**Problem details**
Reproduce each entry below in full, exactly as it was given.

(Provided data)

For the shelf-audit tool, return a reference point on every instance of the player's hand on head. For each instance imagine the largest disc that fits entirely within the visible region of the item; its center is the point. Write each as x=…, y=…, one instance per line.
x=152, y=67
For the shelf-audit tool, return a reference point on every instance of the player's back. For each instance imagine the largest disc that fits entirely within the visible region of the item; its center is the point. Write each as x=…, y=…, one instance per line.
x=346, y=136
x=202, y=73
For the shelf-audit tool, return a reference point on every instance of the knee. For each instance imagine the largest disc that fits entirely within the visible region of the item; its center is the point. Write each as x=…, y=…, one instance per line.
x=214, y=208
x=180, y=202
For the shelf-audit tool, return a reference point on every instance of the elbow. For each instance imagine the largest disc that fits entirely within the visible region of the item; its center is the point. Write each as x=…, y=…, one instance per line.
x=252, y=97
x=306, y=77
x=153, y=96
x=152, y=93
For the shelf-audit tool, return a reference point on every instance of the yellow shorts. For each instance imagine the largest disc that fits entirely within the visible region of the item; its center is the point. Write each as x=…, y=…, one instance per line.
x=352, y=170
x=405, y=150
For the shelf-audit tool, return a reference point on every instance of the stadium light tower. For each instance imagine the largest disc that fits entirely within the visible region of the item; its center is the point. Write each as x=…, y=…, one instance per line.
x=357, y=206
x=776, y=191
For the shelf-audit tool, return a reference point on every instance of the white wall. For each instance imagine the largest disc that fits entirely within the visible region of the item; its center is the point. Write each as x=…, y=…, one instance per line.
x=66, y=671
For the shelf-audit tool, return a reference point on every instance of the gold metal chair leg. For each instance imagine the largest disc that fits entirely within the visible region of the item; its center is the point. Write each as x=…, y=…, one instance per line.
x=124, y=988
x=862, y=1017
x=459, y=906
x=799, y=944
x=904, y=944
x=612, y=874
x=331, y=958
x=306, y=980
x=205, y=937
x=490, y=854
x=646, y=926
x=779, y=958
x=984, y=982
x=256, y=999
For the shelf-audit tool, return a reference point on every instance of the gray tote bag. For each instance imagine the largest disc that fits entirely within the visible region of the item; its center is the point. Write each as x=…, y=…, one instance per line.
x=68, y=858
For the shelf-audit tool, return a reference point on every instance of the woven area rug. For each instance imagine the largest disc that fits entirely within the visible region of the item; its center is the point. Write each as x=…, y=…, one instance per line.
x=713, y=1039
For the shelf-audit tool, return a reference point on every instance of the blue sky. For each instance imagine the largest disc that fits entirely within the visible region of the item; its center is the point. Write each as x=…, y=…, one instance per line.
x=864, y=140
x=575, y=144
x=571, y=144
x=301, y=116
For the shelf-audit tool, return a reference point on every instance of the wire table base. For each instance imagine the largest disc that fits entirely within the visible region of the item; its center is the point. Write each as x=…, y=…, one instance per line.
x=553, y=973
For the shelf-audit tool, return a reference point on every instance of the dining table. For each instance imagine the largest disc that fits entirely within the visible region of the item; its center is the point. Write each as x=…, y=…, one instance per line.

(End Provided data)

**Reply to the task**
For the shelf-audit tool, return a reference point on every instance of the player's hand on head. For each instance imagine the largest disc that fits entirely within the visible region of the item; its center is the point. Write each as x=…, y=…, one instance per line.
x=152, y=67
For the shelf-audit tool, return a reference point on every instance of the player's back. For each instance imagine the largest disc that fits entirely within the visible region of the item; its center is the point. Write each as x=…, y=…, one instance per line.
x=346, y=136
x=202, y=73
For the shelf-audit tool, return a reference point on every instance of the knee. For each instance imagine the largest disc that fits entirely within the visible region of the item; its center is the point. Write each as x=…, y=…, one instance per line.
x=214, y=208
x=180, y=202
For the shelf-audit tool, return a reference point on every instance of the elbow. For each instance imagine the largest disc that fits entirely within the visible region of the item; its center is the point. Write each as x=…, y=…, one instance per line.
x=252, y=97
x=306, y=77
x=153, y=96
x=152, y=93
For the shelf-audit tool, return a reference point on every instance of the yellow shorts. For each instance imagine the largest disc that fits entirely within the visible region of the item; its center is the point. Write each as x=…, y=…, one instance per line.
x=352, y=170
x=405, y=150
For the shelf-audit tool, return a reference point on every instance of the stadium light tower. For each instance imagine the largest disc that fits entirely within the visible region of the item; its center is the point. Write each as x=…, y=…, one instance per line.
x=357, y=206
x=776, y=191
For the shelf-audit tool, return a reference point on every instance of the white wall. For each instance imagine the largest disc that fits entirely within the visible region of the item; its center is the point. Write each as x=…, y=…, one instance per line.
x=66, y=671
For the shelf-audit tool, return a reference point on every instance of the gold metal chair leg. For each instance imagine the largest disc that fits entirely within the visible region of the item; its center is the point. Write each as x=…, y=…, one instance per line.
x=124, y=988
x=862, y=1017
x=459, y=906
x=799, y=944
x=904, y=944
x=612, y=874
x=331, y=958
x=306, y=980
x=205, y=937
x=490, y=854
x=646, y=926
x=779, y=958
x=984, y=982
x=256, y=999
For the shelf-audit tool, return a reference point on every instance of the gray tote bag. For each instance imagine the largest disc that fits entirely within the visible region of the item; its center is the point. Write each as x=…, y=…, one instance per line.
x=68, y=858
For the shelf-audit tool, return a reference point on every instance of the woven area rug. For each instance imagine the largest disc that fits entirely within the visible region of the item; its center is the point. Write each as x=…, y=…, one instance per line.
x=713, y=1039
For the shelf-audit tool, return a reference point on every instance of the blue sky. For each instance imagine the largest disc that fits entirely within the visible region of the item; its center is the point. Write each as x=…, y=…, one instance per line.
x=864, y=140
x=575, y=144
x=571, y=144
x=301, y=116
For the shelf-audit tool, return a reference point on every instance of the wire table base. For each instance imagine the largest disc that fits entirely within the visible region of the item; its center is the point. Write each as x=…, y=…, one instance per line.
x=553, y=973
For the shelf-audit tool, return a reference point on every instance of the dining table. For each instance imagine the largest disc that fits entirely within the visible region of the item; its center is the point. Write each as x=…, y=…, one instance per line.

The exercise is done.